====== Supplied entries ======

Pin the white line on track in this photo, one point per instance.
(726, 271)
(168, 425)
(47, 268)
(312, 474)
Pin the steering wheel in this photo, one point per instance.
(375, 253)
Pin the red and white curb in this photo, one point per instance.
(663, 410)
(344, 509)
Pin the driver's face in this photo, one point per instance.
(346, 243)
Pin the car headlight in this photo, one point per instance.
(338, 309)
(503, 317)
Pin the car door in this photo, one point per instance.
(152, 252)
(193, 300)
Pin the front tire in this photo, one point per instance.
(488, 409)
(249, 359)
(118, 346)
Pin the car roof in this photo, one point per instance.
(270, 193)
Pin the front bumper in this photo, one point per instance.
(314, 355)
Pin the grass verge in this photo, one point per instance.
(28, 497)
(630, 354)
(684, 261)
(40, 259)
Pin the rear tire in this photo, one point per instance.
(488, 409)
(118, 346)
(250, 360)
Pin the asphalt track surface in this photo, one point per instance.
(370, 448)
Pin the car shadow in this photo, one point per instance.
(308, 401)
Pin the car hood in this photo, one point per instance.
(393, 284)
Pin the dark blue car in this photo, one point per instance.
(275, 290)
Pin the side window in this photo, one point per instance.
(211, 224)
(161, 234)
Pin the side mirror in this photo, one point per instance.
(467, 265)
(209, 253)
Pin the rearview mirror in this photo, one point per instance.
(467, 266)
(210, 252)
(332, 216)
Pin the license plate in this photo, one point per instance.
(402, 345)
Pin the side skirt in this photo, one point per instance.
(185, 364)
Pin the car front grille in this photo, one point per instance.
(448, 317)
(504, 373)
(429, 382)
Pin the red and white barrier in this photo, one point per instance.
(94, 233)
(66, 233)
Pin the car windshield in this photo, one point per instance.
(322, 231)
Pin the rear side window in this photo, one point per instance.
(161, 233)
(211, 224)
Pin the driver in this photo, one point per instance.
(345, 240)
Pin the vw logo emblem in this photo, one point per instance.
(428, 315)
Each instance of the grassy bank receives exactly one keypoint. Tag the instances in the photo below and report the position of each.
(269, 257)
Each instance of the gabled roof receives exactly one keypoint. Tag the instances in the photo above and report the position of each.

======

Return every entry exactly; no line may be missing.

Pin the white line on track in this photo, one point per instance.
(726, 271)
(168, 425)
(47, 268)
(312, 474)
Pin the steering wheel in this photo, one point per instance.
(375, 253)
Pin the red and white curb in this photo, one point per instance.
(663, 410)
(344, 509)
Pin the driver's face in this photo, one point per instance.
(346, 243)
Pin the car headlight in this photo, one point per instance.
(338, 309)
(503, 317)
Pin the car door in this photo, one point per instance.
(152, 252)
(193, 300)
Pin the front tire in this photo, one point per instance.
(488, 409)
(249, 359)
(118, 346)
Pin the car roof in this photo, one point per instance.
(270, 193)
Pin the front bumper in this photo, one point per instance.
(314, 355)
Pin the grass verge in this photo, one point per instance.
(28, 497)
(630, 354)
(684, 261)
(40, 259)
Pin the rear tire in this photo, one point per instance.
(488, 409)
(118, 346)
(250, 360)
Pin the asphalt track surface in this photo, one point per instance.
(370, 448)
Pin the car shadow in this photo, one point per instance.
(308, 401)
Pin the car hood in this photo, one point per instance.
(393, 284)
Pin the dark blue car in this photo, one point per instance.
(275, 290)
Pin the side window in this photo, one point per instance.
(211, 224)
(161, 234)
Pin the side mirror in this photo, one point per instance.
(467, 265)
(209, 253)
Pin the rearview mirror in this photo, one point per instance.
(467, 266)
(210, 252)
(332, 216)
Pin the license plate in this photo, one point per instance.
(402, 345)
Pin the side skirt in this photo, one point per instance.
(185, 364)
Pin the car front grille in this photo, one point per instance.
(448, 317)
(504, 373)
(429, 382)
Pin the red and white barrier in this photo, one point per instance.
(94, 233)
(66, 233)
Pin the car windshield in this photo, one point per instance.
(322, 231)
Pin the rear side window in this photo, one point per instance.
(161, 233)
(211, 224)
Pin the driver in this photo, one point per instance.
(345, 240)
Pin the vw logo emblem in this photo, one point per instance.
(428, 315)
Each instance of the grassy bank receives exactly one keypoint. Tag the instances in the photo below and report the position of each.
(269, 257)
Each instance of the gabled roof receives exactly one keypoint. Tag the instances in the photo above and report the position of each.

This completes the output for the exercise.